— TASK ITEM —
With no edits of any kind, print each record that follows.

Saved entries

=======

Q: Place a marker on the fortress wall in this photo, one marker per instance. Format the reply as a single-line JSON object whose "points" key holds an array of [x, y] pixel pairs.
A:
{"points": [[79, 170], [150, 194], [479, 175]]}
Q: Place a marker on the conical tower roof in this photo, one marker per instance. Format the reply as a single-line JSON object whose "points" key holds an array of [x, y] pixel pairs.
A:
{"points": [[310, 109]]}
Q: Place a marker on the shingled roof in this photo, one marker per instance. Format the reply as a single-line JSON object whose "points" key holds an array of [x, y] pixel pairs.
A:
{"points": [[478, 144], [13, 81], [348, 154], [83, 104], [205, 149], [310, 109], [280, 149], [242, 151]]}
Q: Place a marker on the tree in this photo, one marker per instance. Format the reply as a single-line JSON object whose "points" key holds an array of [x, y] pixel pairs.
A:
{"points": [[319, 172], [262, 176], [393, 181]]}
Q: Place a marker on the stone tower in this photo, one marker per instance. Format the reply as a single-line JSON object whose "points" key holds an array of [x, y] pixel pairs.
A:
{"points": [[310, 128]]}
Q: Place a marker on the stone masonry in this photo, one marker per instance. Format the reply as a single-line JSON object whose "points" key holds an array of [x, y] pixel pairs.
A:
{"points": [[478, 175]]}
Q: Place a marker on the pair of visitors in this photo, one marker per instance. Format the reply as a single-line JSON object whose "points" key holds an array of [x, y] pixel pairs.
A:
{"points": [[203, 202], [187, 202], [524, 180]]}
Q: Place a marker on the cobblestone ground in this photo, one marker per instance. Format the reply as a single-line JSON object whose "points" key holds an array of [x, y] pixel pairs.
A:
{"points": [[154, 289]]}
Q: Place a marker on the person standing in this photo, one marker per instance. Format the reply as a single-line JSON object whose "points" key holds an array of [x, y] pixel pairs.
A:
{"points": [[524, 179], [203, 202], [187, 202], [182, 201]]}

=======

— TASK ANSWER —
Q: Place a marker on the fortress wall in this photo, one marker per instance. Format the reply as a single-line JSON object whose "points" key holds an array of [x, y] pixel pairs.
A:
{"points": [[79, 170], [150, 194], [479, 175]]}
Q: Place a marker on the conical tower roof in this photo, one marker per instance. Format the reply as a single-line JSON object whose "points" key holds an array of [x, y] pixel pairs.
A:
{"points": [[310, 109]]}
Q: Place a marker on the shingled roof in this photo, one marker per instance. Format the reply as a single-line JSON object whose "points" key holds an array of [x, y] pixel pairs.
A:
{"points": [[478, 144], [13, 81], [348, 154], [83, 104], [205, 149], [310, 109], [280, 149], [242, 151]]}
Q: Place a marker on the tree in this photo, one marker per instance. Format the reply as a single-line JSON object whose "points" key holds an array of [x, y] pixel pairs.
A:
{"points": [[319, 172], [262, 176], [393, 181]]}
Q: Place a marker on the stone tower in this photo, one marker per instance. Format the reply as a single-line JSON object whose "points" key holds an array of [x, y] pixel pairs.
A:
{"points": [[310, 128]]}
Q: Place a marker on the stone masonry in this photo, one marker per instance. Format the reply as a single-line JSON object whose "points" key holds an array of [x, y] pixel pairs.
A:
{"points": [[478, 175]]}
Q: Place a marker on the pair of visitors in this photo, one marker per instance. Format the reply as a single-line JSON object whose "points" key holds an array of [x, y] pixel pairs.
A:
{"points": [[203, 202], [187, 202], [524, 180]]}
Q: Place a marker on the cobblestone ground in this photo, one marker per instance. Format the reply as a single-line JSON object whose "points" key holds an array of [x, y] pixel pairs.
A:
{"points": [[154, 289]]}
Q: Place a marker on the person standing in this photo, one marker per instance. Format the reply as a single-line JSON object whose "points" key holds an array of [x, y] pixel pairs.
A:
{"points": [[524, 179], [203, 202], [187, 202], [182, 201]]}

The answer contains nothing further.